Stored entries
>> Begin

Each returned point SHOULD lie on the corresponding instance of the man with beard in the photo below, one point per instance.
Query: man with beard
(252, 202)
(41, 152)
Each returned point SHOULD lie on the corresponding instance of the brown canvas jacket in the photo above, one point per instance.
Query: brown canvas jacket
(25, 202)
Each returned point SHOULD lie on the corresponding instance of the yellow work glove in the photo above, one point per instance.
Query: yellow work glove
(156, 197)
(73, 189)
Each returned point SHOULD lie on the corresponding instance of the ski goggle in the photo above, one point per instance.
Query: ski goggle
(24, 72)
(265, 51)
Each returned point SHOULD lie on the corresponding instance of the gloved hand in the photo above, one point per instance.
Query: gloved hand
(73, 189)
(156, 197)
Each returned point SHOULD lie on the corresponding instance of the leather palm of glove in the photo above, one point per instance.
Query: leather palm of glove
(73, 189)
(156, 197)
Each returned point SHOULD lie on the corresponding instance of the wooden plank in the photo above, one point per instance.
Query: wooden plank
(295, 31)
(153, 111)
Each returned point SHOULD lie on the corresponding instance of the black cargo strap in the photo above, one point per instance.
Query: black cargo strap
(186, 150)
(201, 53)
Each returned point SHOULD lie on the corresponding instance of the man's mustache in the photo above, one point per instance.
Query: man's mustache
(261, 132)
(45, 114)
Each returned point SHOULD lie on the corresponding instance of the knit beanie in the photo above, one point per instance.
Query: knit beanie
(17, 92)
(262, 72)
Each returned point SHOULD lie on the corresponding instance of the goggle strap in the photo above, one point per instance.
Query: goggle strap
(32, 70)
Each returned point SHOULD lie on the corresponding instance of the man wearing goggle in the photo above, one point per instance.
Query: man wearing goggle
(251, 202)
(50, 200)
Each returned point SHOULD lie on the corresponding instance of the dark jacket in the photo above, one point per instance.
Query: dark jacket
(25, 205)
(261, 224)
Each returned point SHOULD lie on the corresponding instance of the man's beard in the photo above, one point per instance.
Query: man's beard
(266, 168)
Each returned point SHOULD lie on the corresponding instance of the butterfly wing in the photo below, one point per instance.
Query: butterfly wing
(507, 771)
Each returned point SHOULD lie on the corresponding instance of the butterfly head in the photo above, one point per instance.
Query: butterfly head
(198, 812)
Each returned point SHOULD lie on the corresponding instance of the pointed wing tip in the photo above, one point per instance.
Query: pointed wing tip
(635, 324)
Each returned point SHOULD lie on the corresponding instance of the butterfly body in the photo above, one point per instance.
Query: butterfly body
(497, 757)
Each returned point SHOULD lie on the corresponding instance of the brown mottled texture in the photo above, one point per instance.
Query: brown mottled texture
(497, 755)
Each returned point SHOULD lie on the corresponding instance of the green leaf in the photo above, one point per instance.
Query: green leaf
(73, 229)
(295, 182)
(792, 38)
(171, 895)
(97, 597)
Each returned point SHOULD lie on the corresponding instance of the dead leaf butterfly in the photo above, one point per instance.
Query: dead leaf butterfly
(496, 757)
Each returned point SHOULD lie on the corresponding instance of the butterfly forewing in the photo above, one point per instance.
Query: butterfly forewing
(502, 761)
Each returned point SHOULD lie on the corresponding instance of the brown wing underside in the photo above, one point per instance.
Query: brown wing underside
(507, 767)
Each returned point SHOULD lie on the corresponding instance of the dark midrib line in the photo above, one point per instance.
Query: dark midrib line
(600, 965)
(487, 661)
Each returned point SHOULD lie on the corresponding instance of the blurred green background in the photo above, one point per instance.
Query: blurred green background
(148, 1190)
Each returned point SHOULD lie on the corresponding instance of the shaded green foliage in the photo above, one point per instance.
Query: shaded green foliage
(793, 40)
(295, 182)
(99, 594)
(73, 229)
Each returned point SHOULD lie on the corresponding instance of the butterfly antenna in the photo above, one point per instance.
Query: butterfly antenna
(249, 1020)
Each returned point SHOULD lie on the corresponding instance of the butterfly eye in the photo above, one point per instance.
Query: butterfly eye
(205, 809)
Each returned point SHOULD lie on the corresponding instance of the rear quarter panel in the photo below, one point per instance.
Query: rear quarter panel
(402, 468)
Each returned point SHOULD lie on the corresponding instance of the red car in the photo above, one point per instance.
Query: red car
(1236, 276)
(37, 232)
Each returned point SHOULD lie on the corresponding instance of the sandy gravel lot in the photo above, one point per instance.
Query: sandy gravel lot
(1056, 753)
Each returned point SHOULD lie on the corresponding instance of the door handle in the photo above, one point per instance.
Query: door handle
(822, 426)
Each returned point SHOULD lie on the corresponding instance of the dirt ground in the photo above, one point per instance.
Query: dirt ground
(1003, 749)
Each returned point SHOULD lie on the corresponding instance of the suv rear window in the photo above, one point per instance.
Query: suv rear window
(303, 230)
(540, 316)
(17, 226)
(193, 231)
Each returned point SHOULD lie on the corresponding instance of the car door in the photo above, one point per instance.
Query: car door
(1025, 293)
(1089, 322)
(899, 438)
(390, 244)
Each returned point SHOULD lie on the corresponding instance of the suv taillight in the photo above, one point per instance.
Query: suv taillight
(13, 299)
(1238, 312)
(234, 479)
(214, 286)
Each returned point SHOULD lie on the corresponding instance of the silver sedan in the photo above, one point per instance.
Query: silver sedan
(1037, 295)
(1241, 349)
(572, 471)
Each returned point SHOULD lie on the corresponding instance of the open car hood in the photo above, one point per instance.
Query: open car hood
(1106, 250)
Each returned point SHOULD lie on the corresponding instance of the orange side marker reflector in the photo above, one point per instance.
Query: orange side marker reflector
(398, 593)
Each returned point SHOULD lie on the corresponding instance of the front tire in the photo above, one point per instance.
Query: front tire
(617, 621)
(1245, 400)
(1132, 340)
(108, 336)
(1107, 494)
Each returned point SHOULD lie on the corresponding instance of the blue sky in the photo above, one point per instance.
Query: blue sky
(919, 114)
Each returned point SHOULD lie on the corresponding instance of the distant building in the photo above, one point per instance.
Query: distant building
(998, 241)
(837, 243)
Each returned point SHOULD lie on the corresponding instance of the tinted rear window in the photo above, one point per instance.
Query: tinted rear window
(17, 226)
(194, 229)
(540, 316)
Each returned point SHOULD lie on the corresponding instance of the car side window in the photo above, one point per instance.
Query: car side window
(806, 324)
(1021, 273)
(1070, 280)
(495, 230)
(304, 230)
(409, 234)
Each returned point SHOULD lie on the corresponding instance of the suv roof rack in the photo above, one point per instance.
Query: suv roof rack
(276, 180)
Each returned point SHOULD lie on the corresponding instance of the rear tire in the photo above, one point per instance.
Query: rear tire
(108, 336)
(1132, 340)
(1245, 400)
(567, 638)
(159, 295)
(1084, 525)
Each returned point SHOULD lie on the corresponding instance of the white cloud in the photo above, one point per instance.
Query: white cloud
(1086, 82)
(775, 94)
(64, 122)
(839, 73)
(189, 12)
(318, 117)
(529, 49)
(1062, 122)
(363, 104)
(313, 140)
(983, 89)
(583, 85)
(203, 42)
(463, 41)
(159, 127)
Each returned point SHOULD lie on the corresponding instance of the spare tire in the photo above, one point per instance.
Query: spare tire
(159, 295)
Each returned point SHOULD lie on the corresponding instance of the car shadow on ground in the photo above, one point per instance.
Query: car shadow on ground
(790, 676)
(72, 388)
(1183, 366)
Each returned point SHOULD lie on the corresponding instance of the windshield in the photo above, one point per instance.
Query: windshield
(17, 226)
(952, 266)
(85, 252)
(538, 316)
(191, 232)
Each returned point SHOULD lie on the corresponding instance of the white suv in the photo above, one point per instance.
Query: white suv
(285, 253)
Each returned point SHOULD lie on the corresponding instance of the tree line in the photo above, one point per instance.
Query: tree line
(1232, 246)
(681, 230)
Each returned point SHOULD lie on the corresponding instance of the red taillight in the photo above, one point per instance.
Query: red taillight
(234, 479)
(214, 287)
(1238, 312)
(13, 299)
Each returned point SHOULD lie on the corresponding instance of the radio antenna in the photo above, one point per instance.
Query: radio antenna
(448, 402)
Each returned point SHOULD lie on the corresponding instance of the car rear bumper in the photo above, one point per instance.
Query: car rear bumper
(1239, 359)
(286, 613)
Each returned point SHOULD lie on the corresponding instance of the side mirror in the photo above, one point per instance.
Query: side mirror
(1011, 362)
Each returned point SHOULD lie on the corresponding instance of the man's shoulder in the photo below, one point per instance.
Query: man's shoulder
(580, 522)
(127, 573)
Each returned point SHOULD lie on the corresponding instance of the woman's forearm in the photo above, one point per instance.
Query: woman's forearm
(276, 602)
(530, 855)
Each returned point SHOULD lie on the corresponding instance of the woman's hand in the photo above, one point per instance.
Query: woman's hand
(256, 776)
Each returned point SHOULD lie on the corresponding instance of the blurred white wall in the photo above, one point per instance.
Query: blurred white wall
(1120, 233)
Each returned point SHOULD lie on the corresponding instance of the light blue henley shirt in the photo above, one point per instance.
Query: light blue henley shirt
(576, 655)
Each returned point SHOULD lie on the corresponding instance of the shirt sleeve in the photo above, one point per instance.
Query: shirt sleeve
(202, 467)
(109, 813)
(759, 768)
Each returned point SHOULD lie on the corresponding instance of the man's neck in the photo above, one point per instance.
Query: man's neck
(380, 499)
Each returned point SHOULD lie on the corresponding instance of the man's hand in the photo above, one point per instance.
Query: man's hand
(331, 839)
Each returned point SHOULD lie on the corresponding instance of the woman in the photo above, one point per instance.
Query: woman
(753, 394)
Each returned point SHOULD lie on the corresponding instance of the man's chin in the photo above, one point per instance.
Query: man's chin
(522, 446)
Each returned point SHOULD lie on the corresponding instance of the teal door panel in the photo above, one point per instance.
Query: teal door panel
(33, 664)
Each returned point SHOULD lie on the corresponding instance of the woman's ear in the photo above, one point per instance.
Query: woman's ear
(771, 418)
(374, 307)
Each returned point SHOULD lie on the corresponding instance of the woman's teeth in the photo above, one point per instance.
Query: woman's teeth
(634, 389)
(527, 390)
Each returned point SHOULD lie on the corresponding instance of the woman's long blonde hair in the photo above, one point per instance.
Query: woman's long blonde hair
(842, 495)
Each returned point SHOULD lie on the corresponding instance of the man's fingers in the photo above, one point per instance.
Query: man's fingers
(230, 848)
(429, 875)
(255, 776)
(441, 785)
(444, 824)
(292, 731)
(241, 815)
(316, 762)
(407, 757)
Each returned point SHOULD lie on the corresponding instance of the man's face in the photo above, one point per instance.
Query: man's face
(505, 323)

>> End

> **THE PROBLEM**: Can you convert the lines of the material between the line containing "the butterfly eye" and the line containing "(1107, 494)", inclusive, into a Markdown table with columns named "Row" and "Line", numbering each row and leaving out any blank lines?

> **EXERCISE RESULT**:
| Row | Line |
|---|---|
| 1 | Each returned point SHOULD lie on the corresponding instance of the butterfly eye in the photo above, one point per instance. |
| 2 | Query: butterfly eye |
| 3 | (205, 809) |
| 4 | Each returned point SHOULD lie on the corresponding instance of the rear quarter panel in the photo below, one point per instance. |
| 5 | Query: rear quarter panel |
| 6 | (402, 468) |
| 7 | Each returned point SHOULD lie on the corresponding instance of the red car in the photo above, one point per instance. |
| 8 | Query: red car |
| 9 | (1236, 276) |
| 10 | (37, 232) |
| 11 | Each returned point SHOULD lie on the corresponding instance of the sandy gravel lot in the photo above, one point per instance. |
| 12 | Query: sandy gravel lot |
| 13 | (1056, 753) |
| 14 | Each returned point SHOULD lie on the corresponding instance of the door handle in the photo above, one point per instance. |
| 15 | Query: door handle |
| 16 | (822, 426) |
| 17 | Each returned point SHOULD lie on the corresponding instance of the dirt ground in the photo above, one point per instance. |
| 18 | Query: dirt ground |
| 19 | (1003, 749) |
| 20 | Each returned point SHOULD lie on the corresponding instance of the suv rear window in the photo above, one point per instance. |
| 21 | Query: suv rear window |
| 22 | (303, 230) |
| 23 | (540, 316) |
| 24 | (17, 226) |
| 25 | (193, 231) |
| 26 | Each returned point SHOULD lie on the corresponding instance of the car door in the photo above, one point per instance. |
| 27 | Query: car door |
| 28 | (1025, 293) |
| 29 | (1089, 322) |
| 30 | (899, 438) |
| 31 | (390, 244) |
| 32 | Each returned point SHOULD lie on the corresponding instance of the suv taillight in the photo above, one point per instance. |
| 33 | Query: suv taillight |
| 34 | (13, 299) |
| 35 | (1238, 312) |
| 36 | (234, 479) |
| 37 | (214, 286) |
| 38 | Each returned point SHOULD lie on the corresponding instance of the silver sedan in the photo above, one point per instance. |
| 39 | Query: silver sedan |
| 40 | (1037, 295) |
| 41 | (1241, 349) |
| 42 | (572, 471) |
| 43 | Each returned point SHOULD lie on the corresponding instance of the open car hood in the photo above, one point per instance. |
| 44 | Query: open car hood |
| 45 | (1106, 250) |
| 46 | Each returned point SHOULD lie on the corresponding instance of the orange side marker reflector in the photo above, one point per instance. |
| 47 | Query: orange side marker reflector |
| 48 | (398, 593) |
| 49 | Each returned point SHOULD lie on the corresponding instance of the front tire in the photo above, one point per instance. |
| 50 | Query: front tire |
| 51 | (617, 621) |
| 52 | (1245, 400) |
| 53 | (1132, 340) |
| 54 | (108, 336) |
| 55 | (1107, 494) |